Extract provided
____________________

Because the Pythagorean identity \( \sin^2 x + \cos^2 x = 1 \) is not fulfilled, there is no solution of \(x\) and thus there is no possible value for \(\cos 2x \). \(_\square\)

If \(\sin \theta = \frac45\) and \(\theta\) is not in the first quadrant, then find the value of \(\cos \theta\).

ANSWER

Sine is positive only in the first and second quadrants but \(\theta\) is not in the first quadrant, so definitely \(\theta\) must lie in the second quadrant where \(\cos \theta < 0:\)

\[\begin{align} \sin^2 \theta + \cos^2 \theta & = 1 \\ \cos^2 \theta & = 1 - \sin^2 \theta \\ & = 1 - \dfrac{16}{25} = \dfrac{9}{25} \\ \Rightarrow \cos \theta & = \pm \dfrac35 \\ \Rightarrow \cos \theta & = - \dfrac35.\ _\square \qquad (\text{since } \cos \theta < 0) \\ \end{align}\]

If \(\sec \theta + \tan \theta = \frac23\), find the value of \(\sin \theta\) and determine the quadrant in which \(\theta\) lies.

ANSWER

We know that \(\sec^2 \theta - \tan^2 \theta = 1 \implies \sec \theta - \tan \theta - \frac{1}{\sec \theta + \tan \theta} = \dfrac{1}{\hspace{2mm} \frac23\hspace{2mm} } = \frac32\).

By adding, \((\sec \theta + \tan \theta) + (\sec \theta - \tan \theta) = \frac23 + \frac32 \implies 2 \sec \theta = \frac{13}{6} \implies \sec \theta = \frac{13}{12}\).

By subtracting, \((\sec \theta + \tan \theta) - (\sec \theta - \tan \theta) = \frac23 - \frac32 \implies 2 \tan \theta = \frac{-5}{6} \implies \tan \theta = \frac{-5}{12}\).

From this we get to know that \(\sec \theta\) is positive and \(\tan \theta\) is negative. This is only possible when \(\theta\) lies in the fourth quadrant.

Therefore, \( \sin \theta = \frac{\tan \theta}{\sec \theta} = \frac{-5}{13}.\) \(_\square\)

Find the value of \(2\big(\sin^6 \theta + \cos^6 \theta\big) - 3\big(\sin^4 \theta + \cos^4 \theta\big)\).

____________________

Data provided
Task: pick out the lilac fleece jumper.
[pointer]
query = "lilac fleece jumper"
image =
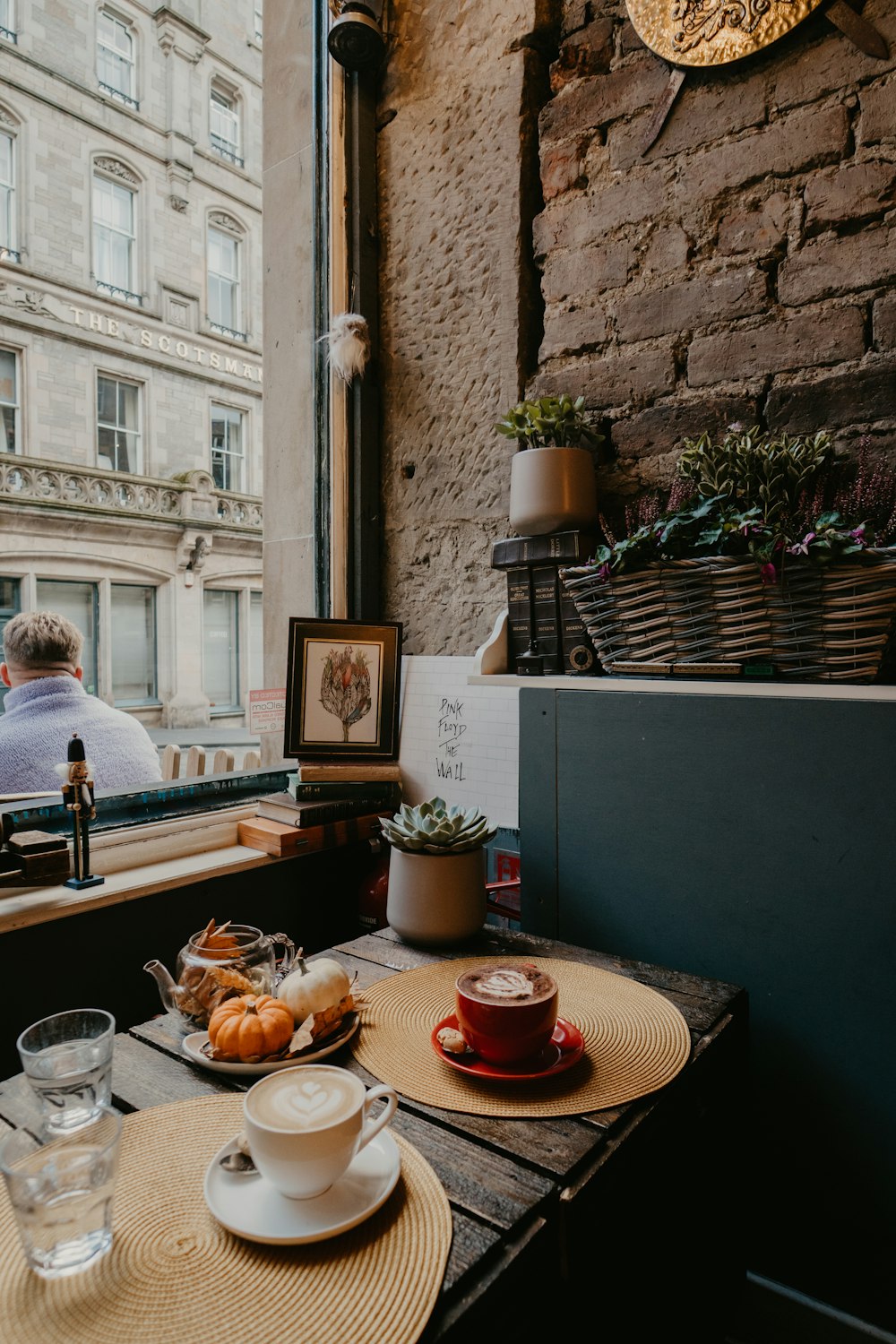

____________________

Prompt 1
According to the trigonometry extract, in which quadrant does θ lie when sec θ + tan θ = 2/3?
Prompt 2
Go on with the trigonometry extract, starting right after its final line.
The material above was taken from a different source than the trigonometry extract.

Written reply 1
The fourth quadrant.

Written reply 2
ANSWER

We have

\[\begin{align} 2\big(\sin^6 \theta + \cos^6 \theta\big) - 3\big(\sin^4 \theta + \cos^4 \theta\big) & = 2\left[\big(\sin^2 \theta\big)^3 + \big(\cos^2 \theta\big)^3\right] - 3\left[\big(\sin^2 \theta\big)^2 + \big(\cos^2 \theta\big)^2\right] \\ & = 2\left[\big(\sin^2 \theta + \cos^2 \theta\big)^3 - 3\sin^2 \theta \cos^2 \theta\big(\sin^2 \theta + \cos^2 \theta\big)\right] - 3\left[\big(\sin^2 \theta + \cos^2 \theta\big)^2 - \sin^2 \theta \cos^2 \theta\right] \\ & = 2\big(1 - 3\sin^2 \theta \cos^2 \theta\big) - 3\big(1 - 2\sin^2 \theta \cos^2 \theta\big) \\ & = 2 - 3 \\ & = -1.\ _\square \end{align}\]

Find the value of

1. \(\,(\tan \theta + \cot \theta)^2 \)
2. \(\ \sec^2 \theta + \csc^2 \theta.\)

ANSWER

We have

\(\begin{align} 1.\ (\tan \theta + \cot \theta)^2 & = \tan^2 \theta + \cot^2 \theta + 2\tan \theta \cot \theta \\ & = \tan^2 \theta + \cot^2 \theta + 2 \\ & = \big(1 + \tan^2 \theta\big) + \big(1 + \cot^2 \theta\big) \\ & = \sec^2 \theta + \csc^2 \theta \end{align}\)

\(\begin{align}
2.\ \sec^2 \theta + \csc^2 \theta & = \dfrac{1}{\cos^2 \theta} + \dfrac{1}{\sin^2 \theta} \\ \\ & = \dfrac{\sin^2 \theta + \cos^2 \theta}{\sin^2 \theta \cdot \cos^2 \theta} \\ \\ & = \dfrac{1}{\sin^2 \theta \cdot \cos^2 \theta} \\ \\ & = \sec^2 \theta \cdot \csc^2 \theta.\ _\square \end{align}\)

In this summary, we collect all of the trigonometric identities that are useful to know for problem-solving.

Find the value of \(\sin^2 \frac{\pi}{10} + \sin^2 \frac{4\pi}{10} + \sin^2 \frac{6 \pi}{10} + \sin^2 \frac{9 \pi}{10}\).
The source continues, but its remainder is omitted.